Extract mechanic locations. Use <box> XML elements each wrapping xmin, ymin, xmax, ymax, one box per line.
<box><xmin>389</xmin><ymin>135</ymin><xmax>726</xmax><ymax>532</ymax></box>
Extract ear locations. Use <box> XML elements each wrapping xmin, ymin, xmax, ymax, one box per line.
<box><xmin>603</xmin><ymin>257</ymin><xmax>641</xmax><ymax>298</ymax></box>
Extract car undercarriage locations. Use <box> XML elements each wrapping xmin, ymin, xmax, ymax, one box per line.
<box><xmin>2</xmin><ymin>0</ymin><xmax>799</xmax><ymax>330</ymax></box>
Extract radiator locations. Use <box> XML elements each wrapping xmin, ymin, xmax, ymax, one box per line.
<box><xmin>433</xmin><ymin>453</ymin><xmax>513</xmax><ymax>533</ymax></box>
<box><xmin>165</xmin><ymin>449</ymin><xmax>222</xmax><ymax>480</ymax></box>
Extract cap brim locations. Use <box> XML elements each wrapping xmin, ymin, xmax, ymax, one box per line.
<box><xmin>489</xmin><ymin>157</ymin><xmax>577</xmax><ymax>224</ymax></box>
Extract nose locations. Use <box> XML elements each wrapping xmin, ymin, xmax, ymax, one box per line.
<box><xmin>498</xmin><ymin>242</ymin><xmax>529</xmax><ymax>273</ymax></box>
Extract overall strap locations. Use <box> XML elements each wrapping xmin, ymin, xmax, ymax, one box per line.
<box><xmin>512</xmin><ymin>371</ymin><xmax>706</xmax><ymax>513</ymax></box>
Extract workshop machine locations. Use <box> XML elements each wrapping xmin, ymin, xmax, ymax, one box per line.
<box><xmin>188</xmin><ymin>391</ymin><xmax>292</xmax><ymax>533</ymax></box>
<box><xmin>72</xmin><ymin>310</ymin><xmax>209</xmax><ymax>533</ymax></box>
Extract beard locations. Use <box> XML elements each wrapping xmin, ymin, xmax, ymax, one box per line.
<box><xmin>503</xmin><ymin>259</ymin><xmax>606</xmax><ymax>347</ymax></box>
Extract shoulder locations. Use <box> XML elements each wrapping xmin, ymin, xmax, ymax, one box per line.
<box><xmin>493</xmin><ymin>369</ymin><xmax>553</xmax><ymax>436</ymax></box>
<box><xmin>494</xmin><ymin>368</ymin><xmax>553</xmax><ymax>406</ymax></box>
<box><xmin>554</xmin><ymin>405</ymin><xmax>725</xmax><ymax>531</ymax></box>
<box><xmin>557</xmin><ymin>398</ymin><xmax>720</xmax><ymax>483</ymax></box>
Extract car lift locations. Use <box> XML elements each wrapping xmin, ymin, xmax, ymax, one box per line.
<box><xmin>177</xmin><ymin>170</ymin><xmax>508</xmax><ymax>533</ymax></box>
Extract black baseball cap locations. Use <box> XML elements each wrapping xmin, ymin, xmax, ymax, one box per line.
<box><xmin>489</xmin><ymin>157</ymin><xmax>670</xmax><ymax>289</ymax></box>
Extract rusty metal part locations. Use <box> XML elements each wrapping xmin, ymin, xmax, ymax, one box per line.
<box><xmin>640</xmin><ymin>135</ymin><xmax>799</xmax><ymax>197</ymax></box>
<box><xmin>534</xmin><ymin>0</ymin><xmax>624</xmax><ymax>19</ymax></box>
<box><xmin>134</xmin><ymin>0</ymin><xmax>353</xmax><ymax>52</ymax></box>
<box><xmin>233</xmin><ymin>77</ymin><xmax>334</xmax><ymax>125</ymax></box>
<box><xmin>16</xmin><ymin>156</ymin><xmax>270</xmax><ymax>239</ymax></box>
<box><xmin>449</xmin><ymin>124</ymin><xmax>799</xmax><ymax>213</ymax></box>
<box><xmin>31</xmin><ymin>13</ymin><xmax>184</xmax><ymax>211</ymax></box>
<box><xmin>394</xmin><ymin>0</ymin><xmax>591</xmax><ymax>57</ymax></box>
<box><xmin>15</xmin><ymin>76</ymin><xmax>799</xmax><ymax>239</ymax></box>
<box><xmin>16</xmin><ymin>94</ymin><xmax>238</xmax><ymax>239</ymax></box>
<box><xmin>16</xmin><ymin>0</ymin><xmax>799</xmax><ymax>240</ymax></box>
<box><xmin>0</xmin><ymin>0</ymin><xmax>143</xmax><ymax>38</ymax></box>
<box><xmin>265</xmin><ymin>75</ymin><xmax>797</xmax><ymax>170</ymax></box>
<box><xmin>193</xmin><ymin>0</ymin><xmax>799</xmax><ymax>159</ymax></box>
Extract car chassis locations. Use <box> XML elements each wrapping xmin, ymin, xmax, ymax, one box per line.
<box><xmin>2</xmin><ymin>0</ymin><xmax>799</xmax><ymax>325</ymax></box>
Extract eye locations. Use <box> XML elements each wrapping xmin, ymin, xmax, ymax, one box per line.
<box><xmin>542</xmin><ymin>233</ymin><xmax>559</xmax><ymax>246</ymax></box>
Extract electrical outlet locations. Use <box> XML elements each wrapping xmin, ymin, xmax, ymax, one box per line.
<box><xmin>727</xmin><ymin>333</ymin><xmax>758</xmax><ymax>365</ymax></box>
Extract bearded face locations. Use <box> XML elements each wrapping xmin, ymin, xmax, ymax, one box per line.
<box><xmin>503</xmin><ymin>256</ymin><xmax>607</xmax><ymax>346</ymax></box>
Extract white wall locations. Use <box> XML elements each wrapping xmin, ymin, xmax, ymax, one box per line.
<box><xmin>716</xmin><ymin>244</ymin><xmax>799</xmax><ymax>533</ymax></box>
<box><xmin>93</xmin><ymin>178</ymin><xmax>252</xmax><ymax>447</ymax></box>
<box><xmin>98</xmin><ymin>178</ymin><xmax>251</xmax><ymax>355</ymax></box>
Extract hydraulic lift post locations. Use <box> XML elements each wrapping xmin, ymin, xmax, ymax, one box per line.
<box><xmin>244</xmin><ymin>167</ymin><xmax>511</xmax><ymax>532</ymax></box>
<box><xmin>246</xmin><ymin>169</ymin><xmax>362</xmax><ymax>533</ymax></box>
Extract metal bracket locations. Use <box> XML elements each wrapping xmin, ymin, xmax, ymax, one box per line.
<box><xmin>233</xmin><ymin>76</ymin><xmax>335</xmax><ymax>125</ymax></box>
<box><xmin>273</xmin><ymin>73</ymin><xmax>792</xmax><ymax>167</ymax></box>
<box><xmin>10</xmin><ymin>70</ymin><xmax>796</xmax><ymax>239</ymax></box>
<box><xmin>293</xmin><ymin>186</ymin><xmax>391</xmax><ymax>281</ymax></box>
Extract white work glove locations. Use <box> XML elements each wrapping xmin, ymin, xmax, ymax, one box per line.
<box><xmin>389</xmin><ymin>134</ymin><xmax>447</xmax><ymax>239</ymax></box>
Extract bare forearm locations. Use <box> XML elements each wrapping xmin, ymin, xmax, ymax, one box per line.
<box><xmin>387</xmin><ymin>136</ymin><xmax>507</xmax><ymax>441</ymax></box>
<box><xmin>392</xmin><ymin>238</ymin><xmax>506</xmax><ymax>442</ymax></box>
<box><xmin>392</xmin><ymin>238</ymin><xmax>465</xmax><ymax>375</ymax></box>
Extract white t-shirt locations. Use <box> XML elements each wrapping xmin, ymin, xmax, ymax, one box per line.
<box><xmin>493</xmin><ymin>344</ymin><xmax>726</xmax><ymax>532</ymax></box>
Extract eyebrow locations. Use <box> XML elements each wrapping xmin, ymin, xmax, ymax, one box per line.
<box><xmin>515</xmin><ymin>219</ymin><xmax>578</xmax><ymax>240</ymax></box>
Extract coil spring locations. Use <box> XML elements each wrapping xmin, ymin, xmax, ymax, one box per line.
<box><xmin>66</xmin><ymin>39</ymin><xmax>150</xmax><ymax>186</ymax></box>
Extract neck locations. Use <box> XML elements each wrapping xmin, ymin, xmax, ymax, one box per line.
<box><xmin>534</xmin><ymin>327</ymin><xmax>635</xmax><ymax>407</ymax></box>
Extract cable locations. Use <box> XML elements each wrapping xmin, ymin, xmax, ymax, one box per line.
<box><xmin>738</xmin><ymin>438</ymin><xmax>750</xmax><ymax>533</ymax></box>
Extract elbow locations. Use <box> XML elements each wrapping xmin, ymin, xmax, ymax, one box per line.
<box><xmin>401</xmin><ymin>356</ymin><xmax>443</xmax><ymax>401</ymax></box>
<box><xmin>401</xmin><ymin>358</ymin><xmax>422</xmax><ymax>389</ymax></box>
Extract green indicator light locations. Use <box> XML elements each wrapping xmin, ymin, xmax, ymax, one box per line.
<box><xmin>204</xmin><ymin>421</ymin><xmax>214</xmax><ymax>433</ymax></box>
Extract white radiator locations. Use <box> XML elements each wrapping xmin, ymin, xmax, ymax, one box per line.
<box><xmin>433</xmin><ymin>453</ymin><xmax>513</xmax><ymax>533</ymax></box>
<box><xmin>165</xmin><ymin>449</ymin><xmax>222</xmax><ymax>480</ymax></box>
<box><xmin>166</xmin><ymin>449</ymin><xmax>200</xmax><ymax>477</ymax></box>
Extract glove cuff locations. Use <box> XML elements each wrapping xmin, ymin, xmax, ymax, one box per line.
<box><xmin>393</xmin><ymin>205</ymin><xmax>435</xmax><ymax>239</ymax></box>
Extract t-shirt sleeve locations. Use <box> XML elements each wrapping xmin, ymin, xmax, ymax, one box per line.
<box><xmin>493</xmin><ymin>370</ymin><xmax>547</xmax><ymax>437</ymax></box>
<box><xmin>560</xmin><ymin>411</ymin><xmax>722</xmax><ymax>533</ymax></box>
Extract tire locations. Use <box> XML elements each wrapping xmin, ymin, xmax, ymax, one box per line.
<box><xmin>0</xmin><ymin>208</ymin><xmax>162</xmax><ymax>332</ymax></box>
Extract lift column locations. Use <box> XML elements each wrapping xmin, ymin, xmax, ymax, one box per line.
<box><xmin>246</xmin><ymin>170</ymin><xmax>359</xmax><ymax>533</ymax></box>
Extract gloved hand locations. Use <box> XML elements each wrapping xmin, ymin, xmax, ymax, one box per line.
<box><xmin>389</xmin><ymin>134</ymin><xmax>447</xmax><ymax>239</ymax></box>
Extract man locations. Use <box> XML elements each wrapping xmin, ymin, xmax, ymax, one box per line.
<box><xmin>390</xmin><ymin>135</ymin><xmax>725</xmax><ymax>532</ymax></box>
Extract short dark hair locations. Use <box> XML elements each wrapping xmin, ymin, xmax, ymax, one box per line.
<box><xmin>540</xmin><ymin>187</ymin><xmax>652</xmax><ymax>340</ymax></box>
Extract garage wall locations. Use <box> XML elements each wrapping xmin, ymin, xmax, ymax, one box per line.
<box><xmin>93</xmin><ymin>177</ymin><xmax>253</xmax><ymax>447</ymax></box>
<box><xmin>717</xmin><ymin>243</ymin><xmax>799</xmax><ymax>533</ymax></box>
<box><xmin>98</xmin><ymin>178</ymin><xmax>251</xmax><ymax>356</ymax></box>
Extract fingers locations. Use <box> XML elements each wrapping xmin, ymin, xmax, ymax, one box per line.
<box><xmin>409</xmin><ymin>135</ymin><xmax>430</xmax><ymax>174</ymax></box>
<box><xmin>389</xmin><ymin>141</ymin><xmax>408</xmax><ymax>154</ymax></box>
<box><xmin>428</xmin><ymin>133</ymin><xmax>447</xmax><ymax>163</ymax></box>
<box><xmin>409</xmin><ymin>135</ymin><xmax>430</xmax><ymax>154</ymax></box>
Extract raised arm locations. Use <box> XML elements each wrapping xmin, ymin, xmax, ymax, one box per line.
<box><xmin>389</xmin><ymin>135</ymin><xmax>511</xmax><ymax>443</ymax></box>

• **WHAT TO DO**
The line containing "Extract garage wall" opens the range, and the last line of the entries closes it; copy that range exactly.

• **WRITTEN ANSWER**
Extract garage wall locations. Use <box> XML elements each wrapping xmin, ymin, xmax, ymax, one box per line.
<box><xmin>93</xmin><ymin>177</ymin><xmax>253</xmax><ymax>447</ymax></box>
<box><xmin>717</xmin><ymin>243</ymin><xmax>799</xmax><ymax>533</ymax></box>
<box><xmin>98</xmin><ymin>178</ymin><xmax>251</xmax><ymax>356</ymax></box>
Extract fingers locations. Use <box> XML elements each wrapping xmin, ymin, xmax, ymax, one box per line.
<box><xmin>409</xmin><ymin>135</ymin><xmax>430</xmax><ymax>174</ymax></box>
<box><xmin>389</xmin><ymin>141</ymin><xmax>408</xmax><ymax>154</ymax></box>
<box><xmin>428</xmin><ymin>133</ymin><xmax>447</xmax><ymax>163</ymax></box>
<box><xmin>409</xmin><ymin>135</ymin><xmax>430</xmax><ymax>154</ymax></box>
Extract raised arm locations. Use <box> XML elements each wrapping xmin, ymin, xmax, ymax, one box per line.
<box><xmin>389</xmin><ymin>135</ymin><xmax>511</xmax><ymax>443</ymax></box>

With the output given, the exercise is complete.